*INPUT MATERIAL*.
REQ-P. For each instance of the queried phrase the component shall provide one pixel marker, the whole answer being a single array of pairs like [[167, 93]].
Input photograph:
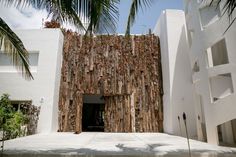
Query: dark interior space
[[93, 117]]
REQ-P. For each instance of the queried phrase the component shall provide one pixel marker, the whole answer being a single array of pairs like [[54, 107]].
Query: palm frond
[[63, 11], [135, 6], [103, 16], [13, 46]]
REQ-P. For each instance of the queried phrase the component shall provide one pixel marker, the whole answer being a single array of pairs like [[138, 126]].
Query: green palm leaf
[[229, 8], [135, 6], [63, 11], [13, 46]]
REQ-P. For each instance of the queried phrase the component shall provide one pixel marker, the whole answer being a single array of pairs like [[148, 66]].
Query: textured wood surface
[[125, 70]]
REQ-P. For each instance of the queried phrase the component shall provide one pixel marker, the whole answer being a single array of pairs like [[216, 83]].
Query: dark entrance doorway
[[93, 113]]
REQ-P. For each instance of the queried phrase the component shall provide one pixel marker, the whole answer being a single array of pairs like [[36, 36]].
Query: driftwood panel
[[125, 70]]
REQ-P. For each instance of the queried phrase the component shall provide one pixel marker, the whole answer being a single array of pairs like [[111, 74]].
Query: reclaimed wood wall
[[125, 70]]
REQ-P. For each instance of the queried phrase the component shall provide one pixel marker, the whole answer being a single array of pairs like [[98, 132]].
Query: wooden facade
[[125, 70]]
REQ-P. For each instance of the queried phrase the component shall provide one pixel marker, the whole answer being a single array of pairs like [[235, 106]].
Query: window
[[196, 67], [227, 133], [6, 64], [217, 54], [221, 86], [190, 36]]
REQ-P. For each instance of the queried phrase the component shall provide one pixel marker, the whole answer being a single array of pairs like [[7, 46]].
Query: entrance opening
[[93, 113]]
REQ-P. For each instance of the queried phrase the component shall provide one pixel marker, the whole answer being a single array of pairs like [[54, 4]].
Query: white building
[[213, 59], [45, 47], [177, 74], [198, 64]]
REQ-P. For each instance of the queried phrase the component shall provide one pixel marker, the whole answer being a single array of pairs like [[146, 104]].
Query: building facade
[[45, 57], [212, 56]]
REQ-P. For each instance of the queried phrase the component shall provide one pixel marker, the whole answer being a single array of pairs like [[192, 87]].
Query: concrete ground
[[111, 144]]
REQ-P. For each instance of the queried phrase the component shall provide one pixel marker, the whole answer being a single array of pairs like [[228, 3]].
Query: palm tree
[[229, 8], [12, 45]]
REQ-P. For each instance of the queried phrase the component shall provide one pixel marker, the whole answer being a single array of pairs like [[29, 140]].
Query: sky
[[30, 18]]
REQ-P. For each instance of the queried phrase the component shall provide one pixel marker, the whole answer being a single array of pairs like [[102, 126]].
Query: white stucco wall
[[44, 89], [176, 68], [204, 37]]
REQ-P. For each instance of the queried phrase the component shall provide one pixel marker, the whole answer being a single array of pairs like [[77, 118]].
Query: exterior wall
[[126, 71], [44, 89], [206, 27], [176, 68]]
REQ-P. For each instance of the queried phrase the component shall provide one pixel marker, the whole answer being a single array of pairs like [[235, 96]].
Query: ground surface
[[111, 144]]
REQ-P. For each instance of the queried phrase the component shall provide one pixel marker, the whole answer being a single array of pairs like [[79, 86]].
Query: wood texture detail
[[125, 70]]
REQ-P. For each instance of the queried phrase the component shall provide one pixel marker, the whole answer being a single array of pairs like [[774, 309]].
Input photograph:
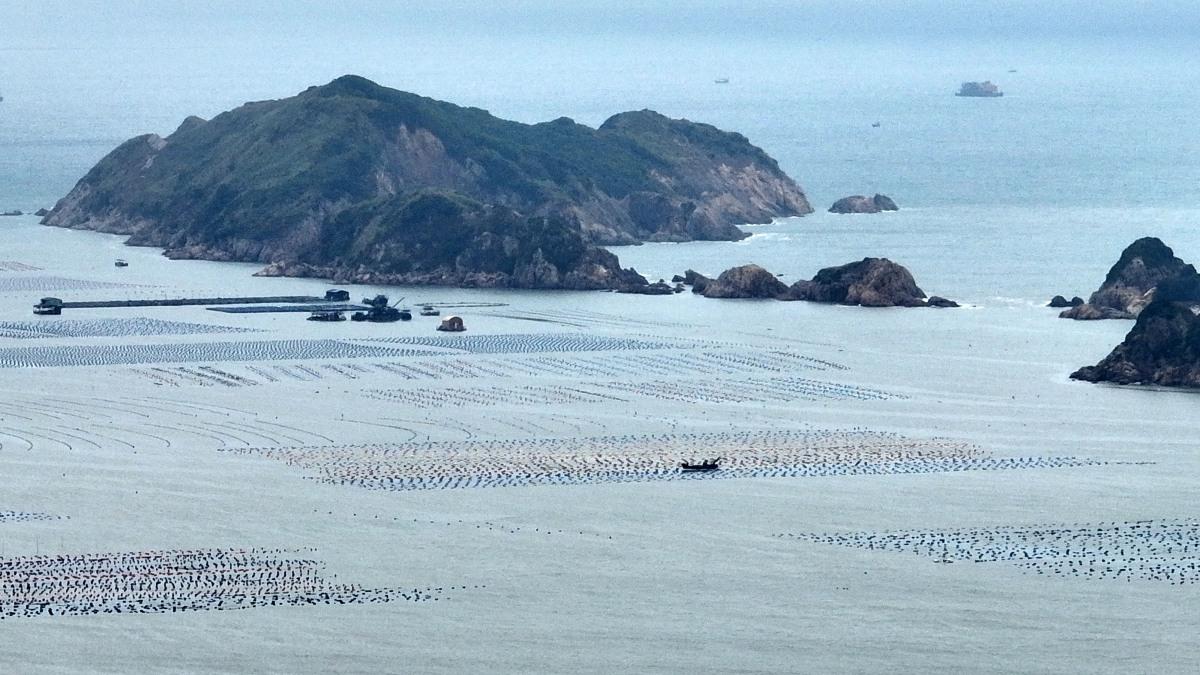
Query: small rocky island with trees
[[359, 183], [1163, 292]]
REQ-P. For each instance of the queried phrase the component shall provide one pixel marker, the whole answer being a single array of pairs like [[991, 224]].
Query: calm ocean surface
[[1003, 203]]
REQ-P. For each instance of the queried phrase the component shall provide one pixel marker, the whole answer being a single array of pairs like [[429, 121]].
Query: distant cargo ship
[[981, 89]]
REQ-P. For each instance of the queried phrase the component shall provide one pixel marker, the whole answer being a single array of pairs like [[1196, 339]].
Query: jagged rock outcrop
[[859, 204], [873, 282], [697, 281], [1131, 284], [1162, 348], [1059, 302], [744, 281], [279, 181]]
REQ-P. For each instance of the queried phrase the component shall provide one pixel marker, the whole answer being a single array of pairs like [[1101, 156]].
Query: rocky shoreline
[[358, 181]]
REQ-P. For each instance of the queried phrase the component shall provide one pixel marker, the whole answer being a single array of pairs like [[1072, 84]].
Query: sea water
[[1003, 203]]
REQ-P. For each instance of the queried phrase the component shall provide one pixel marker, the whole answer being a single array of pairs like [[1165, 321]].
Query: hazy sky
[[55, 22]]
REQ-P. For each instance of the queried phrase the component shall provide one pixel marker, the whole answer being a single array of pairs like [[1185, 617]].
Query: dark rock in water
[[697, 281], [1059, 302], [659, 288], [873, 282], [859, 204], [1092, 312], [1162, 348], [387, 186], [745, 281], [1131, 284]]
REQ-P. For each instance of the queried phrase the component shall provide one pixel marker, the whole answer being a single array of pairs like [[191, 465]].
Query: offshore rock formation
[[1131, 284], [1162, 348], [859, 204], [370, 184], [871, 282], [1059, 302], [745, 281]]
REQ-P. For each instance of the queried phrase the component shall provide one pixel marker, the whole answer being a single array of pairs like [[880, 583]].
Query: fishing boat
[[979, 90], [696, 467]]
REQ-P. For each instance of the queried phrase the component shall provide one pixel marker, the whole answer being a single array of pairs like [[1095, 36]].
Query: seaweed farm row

* * *

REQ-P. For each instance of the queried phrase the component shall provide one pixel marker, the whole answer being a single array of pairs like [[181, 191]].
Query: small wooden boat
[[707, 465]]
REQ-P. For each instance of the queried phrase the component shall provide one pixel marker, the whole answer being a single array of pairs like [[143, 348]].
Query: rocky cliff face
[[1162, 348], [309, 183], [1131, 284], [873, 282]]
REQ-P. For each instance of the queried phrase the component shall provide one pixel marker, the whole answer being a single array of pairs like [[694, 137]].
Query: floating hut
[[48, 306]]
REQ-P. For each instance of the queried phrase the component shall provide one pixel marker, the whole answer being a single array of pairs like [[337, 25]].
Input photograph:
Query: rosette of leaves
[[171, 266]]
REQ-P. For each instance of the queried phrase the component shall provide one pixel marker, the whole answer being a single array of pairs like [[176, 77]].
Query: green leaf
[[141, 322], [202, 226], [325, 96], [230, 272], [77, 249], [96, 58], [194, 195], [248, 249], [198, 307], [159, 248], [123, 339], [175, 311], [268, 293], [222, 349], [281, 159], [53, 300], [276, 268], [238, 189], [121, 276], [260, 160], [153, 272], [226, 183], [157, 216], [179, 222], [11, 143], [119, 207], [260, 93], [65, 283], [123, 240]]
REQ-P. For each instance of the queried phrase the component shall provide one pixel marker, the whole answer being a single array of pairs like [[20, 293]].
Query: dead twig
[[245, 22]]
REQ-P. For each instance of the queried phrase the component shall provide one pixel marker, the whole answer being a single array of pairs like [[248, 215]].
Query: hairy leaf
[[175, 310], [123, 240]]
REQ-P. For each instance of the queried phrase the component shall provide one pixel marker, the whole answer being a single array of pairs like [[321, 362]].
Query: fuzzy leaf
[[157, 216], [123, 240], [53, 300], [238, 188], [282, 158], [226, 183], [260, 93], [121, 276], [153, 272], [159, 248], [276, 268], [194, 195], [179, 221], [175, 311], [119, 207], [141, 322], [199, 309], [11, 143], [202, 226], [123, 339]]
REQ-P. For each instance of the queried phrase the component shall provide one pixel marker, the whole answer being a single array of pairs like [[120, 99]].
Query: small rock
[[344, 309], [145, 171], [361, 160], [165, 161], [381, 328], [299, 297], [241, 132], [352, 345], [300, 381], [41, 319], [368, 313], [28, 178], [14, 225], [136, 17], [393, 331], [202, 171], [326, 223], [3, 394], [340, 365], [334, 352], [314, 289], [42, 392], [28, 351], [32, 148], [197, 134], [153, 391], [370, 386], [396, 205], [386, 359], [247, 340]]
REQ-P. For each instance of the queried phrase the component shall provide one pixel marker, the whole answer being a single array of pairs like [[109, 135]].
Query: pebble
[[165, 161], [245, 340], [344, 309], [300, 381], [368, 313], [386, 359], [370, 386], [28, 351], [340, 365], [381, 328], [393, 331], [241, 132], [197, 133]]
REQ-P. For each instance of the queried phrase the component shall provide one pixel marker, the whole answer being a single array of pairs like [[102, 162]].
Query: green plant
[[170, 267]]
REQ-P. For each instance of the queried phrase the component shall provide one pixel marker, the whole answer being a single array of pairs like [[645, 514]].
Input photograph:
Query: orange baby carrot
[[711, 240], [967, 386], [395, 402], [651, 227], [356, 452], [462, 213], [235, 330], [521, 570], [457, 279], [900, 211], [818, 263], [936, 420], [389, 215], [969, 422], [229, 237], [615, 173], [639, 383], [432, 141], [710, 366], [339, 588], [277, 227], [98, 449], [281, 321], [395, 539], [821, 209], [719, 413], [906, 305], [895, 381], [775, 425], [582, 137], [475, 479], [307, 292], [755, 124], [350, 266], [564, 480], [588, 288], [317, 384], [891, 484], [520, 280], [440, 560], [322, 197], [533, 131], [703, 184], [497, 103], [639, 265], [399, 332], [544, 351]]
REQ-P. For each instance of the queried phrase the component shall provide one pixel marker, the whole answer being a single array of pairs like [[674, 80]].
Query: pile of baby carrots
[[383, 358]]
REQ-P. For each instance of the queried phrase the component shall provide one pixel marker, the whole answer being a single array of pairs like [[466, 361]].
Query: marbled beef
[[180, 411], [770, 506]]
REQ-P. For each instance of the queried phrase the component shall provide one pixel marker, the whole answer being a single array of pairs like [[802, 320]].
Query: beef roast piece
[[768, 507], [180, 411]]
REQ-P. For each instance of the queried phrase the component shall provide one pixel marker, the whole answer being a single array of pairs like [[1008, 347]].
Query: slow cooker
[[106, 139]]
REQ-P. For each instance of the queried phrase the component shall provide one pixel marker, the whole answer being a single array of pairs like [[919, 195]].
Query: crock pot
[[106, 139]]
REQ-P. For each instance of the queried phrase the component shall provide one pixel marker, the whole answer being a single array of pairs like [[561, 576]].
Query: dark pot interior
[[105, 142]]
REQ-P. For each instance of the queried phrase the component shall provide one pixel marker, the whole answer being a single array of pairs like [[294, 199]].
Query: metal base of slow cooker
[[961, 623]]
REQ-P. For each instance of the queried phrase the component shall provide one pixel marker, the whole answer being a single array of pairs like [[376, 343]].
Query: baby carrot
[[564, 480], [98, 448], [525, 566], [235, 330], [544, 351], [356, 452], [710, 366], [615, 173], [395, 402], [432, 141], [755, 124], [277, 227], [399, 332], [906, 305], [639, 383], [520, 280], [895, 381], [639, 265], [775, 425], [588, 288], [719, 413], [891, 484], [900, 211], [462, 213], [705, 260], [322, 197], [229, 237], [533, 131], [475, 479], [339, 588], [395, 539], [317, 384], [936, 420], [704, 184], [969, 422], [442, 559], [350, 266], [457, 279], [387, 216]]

...

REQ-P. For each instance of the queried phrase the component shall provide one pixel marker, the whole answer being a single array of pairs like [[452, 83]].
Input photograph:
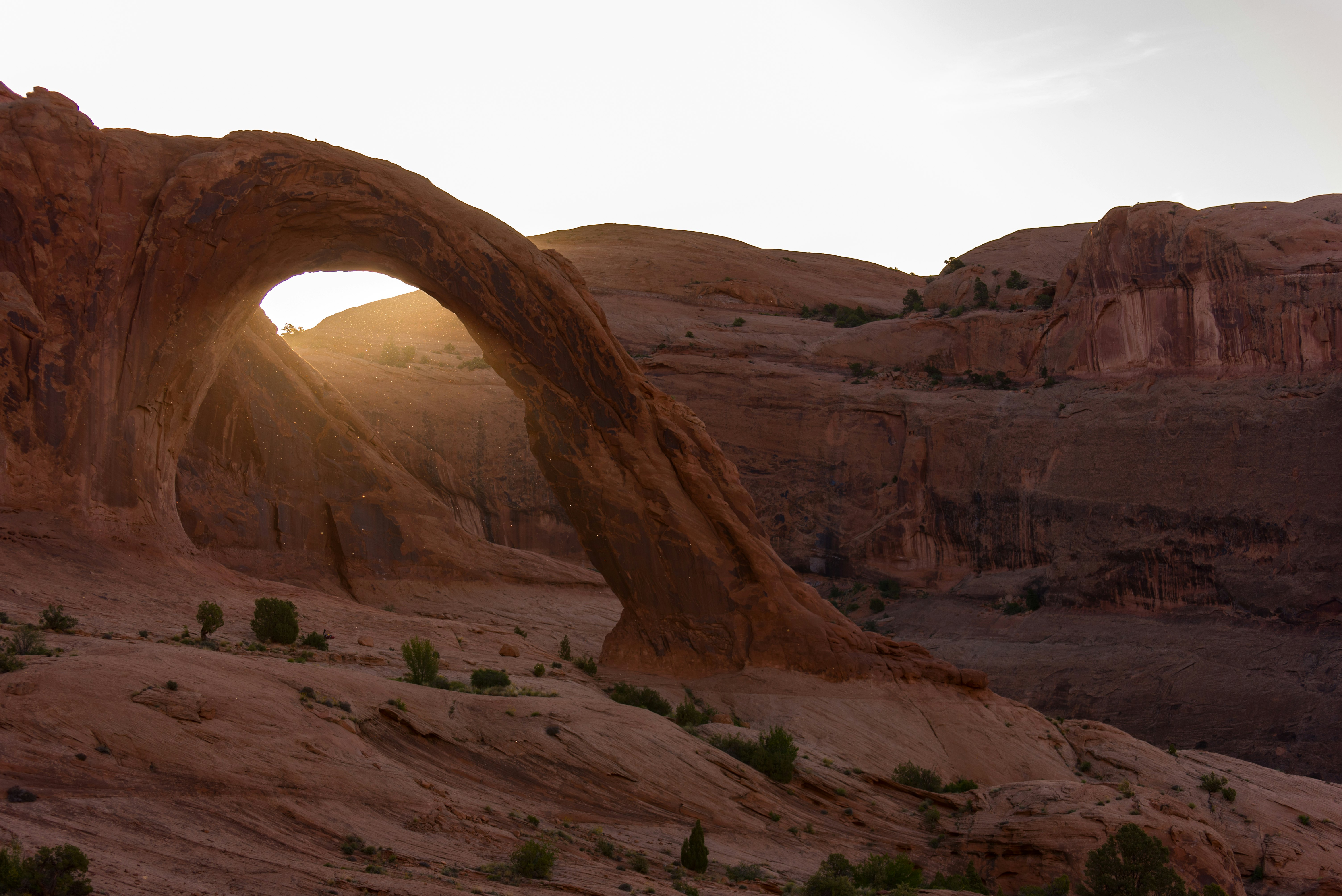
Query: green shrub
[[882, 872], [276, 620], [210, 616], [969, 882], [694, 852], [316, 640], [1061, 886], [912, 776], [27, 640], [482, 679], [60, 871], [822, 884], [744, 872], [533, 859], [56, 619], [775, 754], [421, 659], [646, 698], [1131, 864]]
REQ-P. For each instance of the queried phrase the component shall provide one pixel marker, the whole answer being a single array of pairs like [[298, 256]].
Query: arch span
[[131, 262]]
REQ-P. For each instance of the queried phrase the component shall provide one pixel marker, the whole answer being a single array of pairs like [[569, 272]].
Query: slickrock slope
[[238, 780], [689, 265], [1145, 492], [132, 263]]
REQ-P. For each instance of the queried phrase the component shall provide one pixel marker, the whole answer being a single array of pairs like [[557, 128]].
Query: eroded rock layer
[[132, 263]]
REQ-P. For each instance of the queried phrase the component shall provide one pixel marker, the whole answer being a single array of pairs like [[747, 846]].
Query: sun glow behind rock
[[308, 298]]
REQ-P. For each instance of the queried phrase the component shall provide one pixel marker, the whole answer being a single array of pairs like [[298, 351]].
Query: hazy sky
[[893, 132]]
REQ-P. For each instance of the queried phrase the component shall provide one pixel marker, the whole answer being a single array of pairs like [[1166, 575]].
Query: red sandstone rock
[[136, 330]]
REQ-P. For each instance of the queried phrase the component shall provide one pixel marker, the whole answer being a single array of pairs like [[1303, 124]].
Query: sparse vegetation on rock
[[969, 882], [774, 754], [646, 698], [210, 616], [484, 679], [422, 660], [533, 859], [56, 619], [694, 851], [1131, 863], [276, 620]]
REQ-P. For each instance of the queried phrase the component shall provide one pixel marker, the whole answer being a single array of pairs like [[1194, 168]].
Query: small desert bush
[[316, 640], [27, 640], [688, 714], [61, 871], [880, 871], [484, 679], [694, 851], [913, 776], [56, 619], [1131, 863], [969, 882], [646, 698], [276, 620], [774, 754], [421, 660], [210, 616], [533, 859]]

*INSTRUCTIONS TO FOLLOW*. Please reproduce the entries from the line with "like [[167, 93]]." to the line with "[[93, 117]]" as a numbered list, skipping blank lines and omitting the pictures.

*PROBLEM SOLUTION*.
1. REQ-P. For each instance of the queried phrase the component shall provide one pixel marker, the whole answer being a single array of pairs like [[167, 93]].
2. Input photograph:
3. Query: dark interior space
4. [[93, 117]]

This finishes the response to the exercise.